*** Opening MATERIAL FOR THIS TASK ***

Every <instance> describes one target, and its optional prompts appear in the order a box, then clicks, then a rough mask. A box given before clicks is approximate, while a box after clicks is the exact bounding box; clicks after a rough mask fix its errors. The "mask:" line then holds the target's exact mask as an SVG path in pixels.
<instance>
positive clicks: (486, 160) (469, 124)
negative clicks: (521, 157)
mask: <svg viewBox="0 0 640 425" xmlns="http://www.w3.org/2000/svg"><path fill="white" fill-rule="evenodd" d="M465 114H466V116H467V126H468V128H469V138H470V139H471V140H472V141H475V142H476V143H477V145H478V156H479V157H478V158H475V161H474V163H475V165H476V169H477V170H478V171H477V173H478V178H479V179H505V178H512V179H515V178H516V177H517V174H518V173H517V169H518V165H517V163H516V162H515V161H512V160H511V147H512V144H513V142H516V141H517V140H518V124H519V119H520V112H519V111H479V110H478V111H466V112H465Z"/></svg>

*** Closing MATERIAL FOR THIS TASK ***
*** Opening MATERIAL FOR THIS TASK ***

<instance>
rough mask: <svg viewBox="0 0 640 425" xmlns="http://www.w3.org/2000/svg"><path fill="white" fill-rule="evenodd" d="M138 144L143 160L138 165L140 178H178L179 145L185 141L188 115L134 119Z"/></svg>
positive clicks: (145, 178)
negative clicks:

*** Closing MATERIAL FOR THIS TASK ***
*** Opening MATERIAL FOR THIS TASK ***

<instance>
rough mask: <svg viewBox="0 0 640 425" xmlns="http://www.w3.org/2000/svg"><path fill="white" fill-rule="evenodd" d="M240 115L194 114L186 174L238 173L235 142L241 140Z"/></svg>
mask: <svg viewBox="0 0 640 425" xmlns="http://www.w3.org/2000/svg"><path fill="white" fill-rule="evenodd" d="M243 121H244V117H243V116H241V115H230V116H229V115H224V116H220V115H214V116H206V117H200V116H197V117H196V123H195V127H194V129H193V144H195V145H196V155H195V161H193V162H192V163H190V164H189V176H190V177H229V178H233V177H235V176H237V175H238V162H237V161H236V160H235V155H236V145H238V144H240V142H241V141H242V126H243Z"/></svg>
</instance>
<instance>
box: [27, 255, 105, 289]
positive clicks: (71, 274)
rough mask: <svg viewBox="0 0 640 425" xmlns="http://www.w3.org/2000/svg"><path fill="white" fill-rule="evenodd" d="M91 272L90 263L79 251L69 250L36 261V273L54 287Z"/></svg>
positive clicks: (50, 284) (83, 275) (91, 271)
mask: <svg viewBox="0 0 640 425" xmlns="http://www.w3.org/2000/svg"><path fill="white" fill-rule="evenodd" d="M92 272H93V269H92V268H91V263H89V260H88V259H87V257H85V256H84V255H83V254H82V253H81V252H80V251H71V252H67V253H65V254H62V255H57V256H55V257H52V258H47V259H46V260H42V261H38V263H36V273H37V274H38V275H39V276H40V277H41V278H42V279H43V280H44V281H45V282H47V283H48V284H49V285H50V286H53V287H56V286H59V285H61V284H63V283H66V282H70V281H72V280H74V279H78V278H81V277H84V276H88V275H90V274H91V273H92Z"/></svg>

*** Closing MATERIAL FOR THIS TASK ***

Reproduce character for character the lines of the records above, starting with the line containing "</instance>" and going on through the line containing "positive clicks: (50, 284)", including both of those lines.

</instance>
<instance>
box: [27, 255, 105, 289]
positive clicks: (71, 274)
rough mask: <svg viewBox="0 0 640 425" xmlns="http://www.w3.org/2000/svg"><path fill="white" fill-rule="evenodd" d="M91 272L90 263L79 251L69 250L36 261V273L54 287Z"/></svg>
positive clicks: (50, 284) (83, 275) (91, 271)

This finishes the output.